Dati del compito>

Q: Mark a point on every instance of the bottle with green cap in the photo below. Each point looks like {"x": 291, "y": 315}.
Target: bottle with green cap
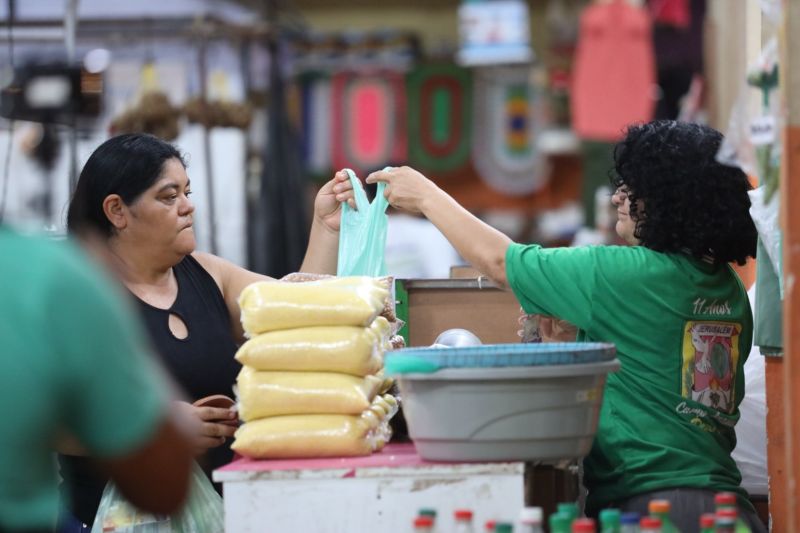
{"x": 560, "y": 523}
{"x": 569, "y": 509}
{"x": 423, "y": 524}
{"x": 707, "y": 523}
{"x": 629, "y": 523}
{"x": 610, "y": 521}
{"x": 661, "y": 509}
{"x": 732, "y": 515}
{"x": 650, "y": 524}
{"x": 427, "y": 512}
{"x": 530, "y": 520}
{"x": 583, "y": 525}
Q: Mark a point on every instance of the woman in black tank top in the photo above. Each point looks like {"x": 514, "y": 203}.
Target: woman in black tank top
{"x": 134, "y": 192}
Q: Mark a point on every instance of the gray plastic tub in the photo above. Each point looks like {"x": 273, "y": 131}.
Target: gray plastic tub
{"x": 537, "y": 413}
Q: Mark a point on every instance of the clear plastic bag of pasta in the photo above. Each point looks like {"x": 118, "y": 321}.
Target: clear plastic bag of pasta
{"x": 346, "y": 349}
{"x": 311, "y": 436}
{"x": 275, "y": 305}
{"x": 265, "y": 394}
{"x": 202, "y": 512}
{"x": 387, "y": 281}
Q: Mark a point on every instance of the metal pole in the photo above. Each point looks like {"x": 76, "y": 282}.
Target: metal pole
{"x": 202, "y": 60}
{"x": 70, "y": 28}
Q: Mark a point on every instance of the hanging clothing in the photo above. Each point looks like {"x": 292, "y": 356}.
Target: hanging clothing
{"x": 614, "y": 73}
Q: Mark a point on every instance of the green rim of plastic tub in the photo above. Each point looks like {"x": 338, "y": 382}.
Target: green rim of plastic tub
{"x": 428, "y": 360}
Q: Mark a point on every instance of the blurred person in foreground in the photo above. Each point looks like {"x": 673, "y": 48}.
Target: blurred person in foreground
{"x": 74, "y": 367}
{"x": 677, "y": 313}
{"x": 134, "y": 193}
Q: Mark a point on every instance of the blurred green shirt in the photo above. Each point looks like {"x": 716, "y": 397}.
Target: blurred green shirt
{"x": 72, "y": 360}
{"x": 683, "y": 329}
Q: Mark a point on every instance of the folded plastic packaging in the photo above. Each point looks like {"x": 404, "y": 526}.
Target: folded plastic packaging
{"x": 202, "y": 512}
{"x": 387, "y": 282}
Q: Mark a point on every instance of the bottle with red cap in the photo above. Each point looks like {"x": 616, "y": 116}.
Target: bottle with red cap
{"x": 463, "y": 518}
{"x": 650, "y": 524}
{"x": 727, "y": 501}
{"x": 707, "y": 521}
{"x": 583, "y": 525}
{"x": 731, "y": 515}
{"x": 423, "y": 524}
{"x": 660, "y": 509}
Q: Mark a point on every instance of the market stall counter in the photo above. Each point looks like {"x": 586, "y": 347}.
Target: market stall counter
{"x": 379, "y": 492}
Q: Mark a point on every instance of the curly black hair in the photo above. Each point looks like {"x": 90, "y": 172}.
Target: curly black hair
{"x": 690, "y": 202}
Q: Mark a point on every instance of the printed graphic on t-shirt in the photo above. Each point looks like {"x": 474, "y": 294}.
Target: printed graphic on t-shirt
{"x": 710, "y": 357}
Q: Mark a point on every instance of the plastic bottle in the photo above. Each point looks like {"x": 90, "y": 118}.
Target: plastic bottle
{"x": 731, "y": 514}
{"x": 650, "y": 524}
{"x": 707, "y": 521}
{"x": 430, "y": 513}
{"x": 610, "y": 521}
{"x": 727, "y": 500}
{"x": 660, "y": 509}
{"x": 423, "y": 524}
{"x": 724, "y": 524}
{"x": 530, "y": 520}
{"x": 463, "y": 518}
{"x": 583, "y": 525}
{"x": 560, "y": 523}
{"x": 629, "y": 523}
{"x": 569, "y": 509}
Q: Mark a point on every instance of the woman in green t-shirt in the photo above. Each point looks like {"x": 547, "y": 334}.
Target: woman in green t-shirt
{"x": 677, "y": 313}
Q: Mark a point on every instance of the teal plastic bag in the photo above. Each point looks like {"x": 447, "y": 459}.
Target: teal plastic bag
{"x": 362, "y": 233}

La richiesta>
Riporta tutti i record qui sopra in una tabella Markdown con le colonne «Riga», con il numero progressivo, e «Testo», con la riga corrispondente, saltando le righe vuote. Lascia fuori le immagini.

Risultato>
| Riga | Testo |
|---|---|
| 1 | Q: Mark a point on every instance of the bottle with green cap in the photo below. Each point looks like {"x": 291, "y": 315}. |
| 2 | Target: bottle with green cap |
| 3 | {"x": 560, "y": 523} |
| 4 | {"x": 569, "y": 509} |
| 5 | {"x": 423, "y": 524} |
| 6 | {"x": 707, "y": 523} |
| 7 | {"x": 629, "y": 523} |
| 8 | {"x": 610, "y": 521} |
| 9 | {"x": 661, "y": 509} |
| 10 | {"x": 732, "y": 515} |
| 11 | {"x": 650, "y": 524} |
| 12 | {"x": 427, "y": 512} |
| 13 | {"x": 530, "y": 520} |
| 14 | {"x": 583, "y": 525} |
| 15 | Q: Mark a point on every instance of the woman in black tank top in the photo above. Each point looks like {"x": 514, "y": 203}. |
| 16 | Target: woman in black tank top |
| 17 | {"x": 134, "y": 192} |
| 18 | Q: Mark a point on every instance of the gray plastic tub in the photo above. Each point looks like {"x": 273, "y": 131}. |
| 19 | Target: gray plastic tub |
| 20 | {"x": 537, "y": 413} |
| 21 | Q: Mark a point on every instance of the clear plastic bag of pasta in the photo above. Each point looks like {"x": 118, "y": 321}. |
| 22 | Target: clear plastic bag of pasta |
| 23 | {"x": 346, "y": 349} |
| 24 | {"x": 311, "y": 436} |
| 25 | {"x": 275, "y": 305} |
| 26 | {"x": 265, "y": 394} |
| 27 | {"x": 202, "y": 512} |
| 28 | {"x": 387, "y": 281} |
| 29 | Q: Mark a point on every instance of the metal pole in the photo above. Each point looks like {"x": 76, "y": 282}. |
| 30 | Target: metal pole |
| 31 | {"x": 202, "y": 60} |
| 32 | {"x": 70, "y": 28} |
| 33 | Q: Mark a point on every instance of the hanging clothing in the photo above. Each point looks like {"x": 292, "y": 356}. |
| 34 | Target: hanging clothing |
| 35 | {"x": 614, "y": 73} |
| 36 | Q: Mark a point on every instance of the green rim of plastic tub in the photo above. Each point looks like {"x": 338, "y": 382}. |
| 37 | Target: green rim of plastic tub |
| 38 | {"x": 428, "y": 360} |
| 39 | Q: Mark a point on every instance of the blurred person in foreground in the photo above. Each point looks like {"x": 673, "y": 48}. |
| 40 | Target: blurred person in foreground |
| 41 | {"x": 74, "y": 367} |
| 42 | {"x": 677, "y": 313} |
| 43 | {"x": 134, "y": 193} |
| 44 | Q: Mark a point on every instance of the blurred green shirt in the photo above. Each point looks like {"x": 716, "y": 397}. |
| 45 | Target: blurred green shirt |
| 46 | {"x": 72, "y": 360} |
| 47 | {"x": 683, "y": 329} |
| 48 | Q: Mark a point on every instance of the folded plastic packaging in the photo above. Each point looks like {"x": 404, "y": 526}. |
| 49 | Target: folded plastic packaging |
| 50 | {"x": 202, "y": 512} |
| 51 | {"x": 387, "y": 282} |
| 52 | Q: Mark a point on every instance of the bottle with red cap in the photo above. Each point looks like {"x": 616, "y": 116}. |
| 53 | Target: bottle with red cap |
| 54 | {"x": 463, "y": 518} |
| 55 | {"x": 650, "y": 524} |
| 56 | {"x": 727, "y": 501} |
| 57 | {"x": 707, "y": 521} |
| 58 | {"x": 583, "y": 525} |
| 59 | {"x": 731, "y": 515} |
| 60 | {"x": 423, "y": 524} |
| 61 | {"x": 660, "y": 509} |
| 62 | Q: Mark a point on every instance of the market stall counter in the photo above. Each point looks like {"x": 586, "y": 347}. |
| 63 | Target: market stall counter |
| 64 | {"x": 379, "y": 492} |
| 65 | Q: Mark a point on every instance of the curly black hair in the photo above. Each point looks like {"x": 90, "y": 172}. |
| 66 | Target: curly black hair |
| 67 | {"x": 690, "y": 202} |
| 68 | Q: Mark a point on every instance of the printed graphic on t-shirt in the photo above. Each point looks like {"x": 474, "y": 294}. |
| 69 | Target: printed graphic on t-shirt |
| 70 | {"x": 710, "y": 357} |
| 71 | Q: Mark a point on every instance of the plastic bottle in the photo above. Each point looks like {"x": 90, "y": 118}. |
| 72 | Target: plastic bottle |
| 73 | {"x": 731, "y": 514} |
| 74 | {"x": 650, "y": 524} |
| 75 | {"x": 707, "y": 521} |
| 76 | {"x": 430, "y": 513} |
| 77 | {"x": 610, "y": 521} |
| 78 | {"x": 727, "y": 500} |
| 79 | {"x": 660, "y": 509} |
| 80 | {"x": 423, "y": 524} |
| 81 | {"x": 724, "y": 524} |
| 82 | {"x": 530, "y": 520} |
| 83 | {"x": 463, "y": 518} |
| 84 | {"x": 583, "y": 525} |
| 85 | {"x": 560, "y": 523} |
| 86 | {"x": 629, "y": 523} |
| 87 | {"x": 569, "y": 509} |
| 88 | Q: Mark a point on every instance of the woman in green t-shirt in the photo above. Each point looks like {"x": 547, "y": 334}. |
| 89 | Target: woman in green t-shirt |
| 90 | {"x": 677, "y": 313} |
| 91 | Q: Mark a point on every instance of the teal plastic bag in the photo above. Each point looks like {"x": 447, "y": 459}. |
| 92 | Target: teal plastic bag |
| 93 | {"x": 362, "y": 233} |